### Trecho da fonte
::::

Na realidade na época o território onde se consolidará a sociedade sanmarinense era só um controle político do Papado e do Bispo de Montefeltro. Somente depois da segunda metade do século XIII, em pleno período comum, os sanmarinenses iniciaram um lento processo de libertação deste domínio, criando seu próprio estatuto, magistratura e organização política em grau de gerir autonomamente a coletividade[4] (tradução nossa).

2.2 O COMEÇO DA DEMOCRACIA

Com o tempo, a sociedade sanmarinense desenvolveu-se e viu a necessidade de se destacar politicamente nas decisões inerentes ao território. Então, por volta do século XIII, o poder do abade feudal passa para as mãos dos chefes de família e esse grupo passou a ser chamado de Arengo. Essa foi a primeira forma de governo na república, que, ao som do sino da igreja matriz, convocava os membros do Arengo para a reunião. Eles detinham os poderes executivos, legislativos e judiciários. Zippo (1970, p. 135) corrobora com esta ideia e ainda acrescenta:

No final da primeira metade do século XIII, San Marino, que havia visto mais uma vez o crescimento de sua extensão territorial e da própria população, era preciso uma constituição para regular a política local: A máxima autoridade era conferida a dois consules “pró tempore”, que exercia seu mandato ao lado do Arengo, isto é, da Assembléia de todos os chefes de família[5] (Tradução nossa).

Os novos empossados a Consules foram os senhores Filippo da Sterpeto e Oddone Scarito que atuaram em um mandato por seis meses a contar de 1º de outubro de 1244, para evitar, dessa forma, a concentração de poder nas mãos de alguns. Posteriormente, estas figuras foram elevadas ao status de “Capitães” ou “Regentes”, e, assim, detinham os poderes Executivo e Judiciário. Os membros do Arengo, por sua vez, ficaram com uma espécie de poder proto-legislativo, na medida que criavam regras para o quotidiano dos sanmarinenses (REGGENZA DELLA REPUBBLICA, 2017).

A vontade expansionista de seus, fazia com que a pequena nação tivesse seu crescimento territorial e sua organização como um destaque perante seus vizinhos, que sempre a olhava com o desejo de domínio. Sobre o pontificado do Papa Bonifácio VIII, Zippo (1970, p. 136) nos relata que “[…] os bispos de Ravenna, Rimini e Montefeltro tentaram submeter as rochas do Titano” [6] (tradução nossa). A todo custo cobravam, da livre San Marino, impostos e controle aduaneiro. A população da pequena nação clama, portanto, a intercessão papal. Assim, em uma audiência pública presidida pelo delegado papal, a independência desse país foi assegurada por meio de uma sentença de liberdade desde a época do Santo Fundador. Nesse contexto, quando a população sanmarinense – rural e sem qualquer instrução – foi questionado pelo presidente da audiência sobre o que eles pensavam sobre a questão da liberdade.

::::

### Linhas fornecidas
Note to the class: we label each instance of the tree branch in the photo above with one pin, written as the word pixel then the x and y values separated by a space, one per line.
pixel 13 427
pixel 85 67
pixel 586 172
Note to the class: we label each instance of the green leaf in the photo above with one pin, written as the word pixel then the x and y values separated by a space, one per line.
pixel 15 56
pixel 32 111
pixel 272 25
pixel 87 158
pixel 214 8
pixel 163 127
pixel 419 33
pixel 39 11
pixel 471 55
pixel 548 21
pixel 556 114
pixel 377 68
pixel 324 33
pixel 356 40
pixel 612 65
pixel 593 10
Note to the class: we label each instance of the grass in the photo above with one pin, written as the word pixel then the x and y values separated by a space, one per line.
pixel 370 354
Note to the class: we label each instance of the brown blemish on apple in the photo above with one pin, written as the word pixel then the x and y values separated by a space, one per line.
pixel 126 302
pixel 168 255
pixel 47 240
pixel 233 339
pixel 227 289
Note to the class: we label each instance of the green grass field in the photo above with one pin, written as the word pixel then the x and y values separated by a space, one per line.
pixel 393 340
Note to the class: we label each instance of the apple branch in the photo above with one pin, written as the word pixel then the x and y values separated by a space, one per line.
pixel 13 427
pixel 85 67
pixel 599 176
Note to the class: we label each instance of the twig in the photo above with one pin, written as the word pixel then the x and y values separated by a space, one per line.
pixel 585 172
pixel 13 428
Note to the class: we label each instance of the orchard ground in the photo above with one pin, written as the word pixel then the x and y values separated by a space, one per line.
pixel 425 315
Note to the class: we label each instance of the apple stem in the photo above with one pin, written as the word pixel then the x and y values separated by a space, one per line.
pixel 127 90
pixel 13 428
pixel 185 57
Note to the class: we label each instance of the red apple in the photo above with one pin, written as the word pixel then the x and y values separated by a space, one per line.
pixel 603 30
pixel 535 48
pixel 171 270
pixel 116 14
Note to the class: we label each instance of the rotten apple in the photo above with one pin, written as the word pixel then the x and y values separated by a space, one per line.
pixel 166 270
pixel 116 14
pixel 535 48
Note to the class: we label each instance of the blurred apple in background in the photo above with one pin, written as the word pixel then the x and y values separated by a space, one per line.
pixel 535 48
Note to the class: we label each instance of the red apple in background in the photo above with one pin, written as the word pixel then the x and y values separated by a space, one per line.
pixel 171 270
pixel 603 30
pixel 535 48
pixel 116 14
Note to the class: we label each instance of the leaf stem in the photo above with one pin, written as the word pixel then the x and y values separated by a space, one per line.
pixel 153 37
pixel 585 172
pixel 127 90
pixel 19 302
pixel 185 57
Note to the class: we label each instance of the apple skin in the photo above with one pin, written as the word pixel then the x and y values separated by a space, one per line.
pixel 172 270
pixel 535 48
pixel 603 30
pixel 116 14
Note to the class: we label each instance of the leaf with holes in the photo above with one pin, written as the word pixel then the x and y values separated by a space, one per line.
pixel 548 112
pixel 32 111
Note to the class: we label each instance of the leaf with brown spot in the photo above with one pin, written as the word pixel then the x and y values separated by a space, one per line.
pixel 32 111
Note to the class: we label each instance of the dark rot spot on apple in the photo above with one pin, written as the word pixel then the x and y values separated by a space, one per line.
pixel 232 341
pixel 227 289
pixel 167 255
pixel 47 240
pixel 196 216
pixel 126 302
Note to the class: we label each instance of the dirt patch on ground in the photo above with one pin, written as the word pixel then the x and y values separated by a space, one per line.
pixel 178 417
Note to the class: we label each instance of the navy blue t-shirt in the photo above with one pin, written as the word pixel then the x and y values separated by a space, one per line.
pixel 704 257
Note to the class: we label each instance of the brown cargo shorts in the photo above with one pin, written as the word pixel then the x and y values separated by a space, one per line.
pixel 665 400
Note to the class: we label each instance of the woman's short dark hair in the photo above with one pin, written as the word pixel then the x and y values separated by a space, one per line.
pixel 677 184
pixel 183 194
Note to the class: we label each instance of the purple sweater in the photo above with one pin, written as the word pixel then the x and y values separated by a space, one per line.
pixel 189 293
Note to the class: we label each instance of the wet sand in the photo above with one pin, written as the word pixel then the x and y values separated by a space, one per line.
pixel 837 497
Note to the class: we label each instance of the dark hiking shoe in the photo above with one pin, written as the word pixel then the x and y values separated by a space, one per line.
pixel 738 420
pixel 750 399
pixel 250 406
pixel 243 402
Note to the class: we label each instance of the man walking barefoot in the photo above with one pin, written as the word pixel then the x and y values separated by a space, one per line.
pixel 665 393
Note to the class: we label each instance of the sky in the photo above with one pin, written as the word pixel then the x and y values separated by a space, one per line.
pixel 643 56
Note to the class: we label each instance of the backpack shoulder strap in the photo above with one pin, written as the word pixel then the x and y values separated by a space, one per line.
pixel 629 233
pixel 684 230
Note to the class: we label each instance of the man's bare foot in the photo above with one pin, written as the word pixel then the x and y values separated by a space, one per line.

::::

### Instruções
- A) Responda a estas perguntas com base no trecho sobre San Marino:
(i) Que nome recebeu o grupo de chefes de família que assumiu o poder do abade feudal?
(ii) Quanto tempo durou o mandato dos novos Consules e a partir de que data foi contado?
(iii) De quais cidades eram os bispos que, segundo Zippo, tentaram submeter as rochas do Titano?
- B) Reproduza fielmente tudo o que vai de "Na realidade na" até "coletividade[4] (tradução nossa)." no trecho sobre San Marino.
As linhas acima não têm relação com o trecho sobre San Marino.

### Respostas
- A)
(i) Arengo.
(ii) Seis meses, a contar de 1º de outubro de 1244.
(iii) Ravenna, Rimini e Montefeltro.

- B)
Na realidade na época o território onde se consolidará a sociedade sanmarinense era só um controle político do Papado e do Bispo de Montefeltro. Somente depois da segunda metade do século XIII, em pleno período comum, os sanmarinenses iniciaram um lento processo de libertação deste domínio, criando seu próprio estatuto, magistratura e organização política em grau de gerir autonomamente a coletividade[4] (tradução nossa).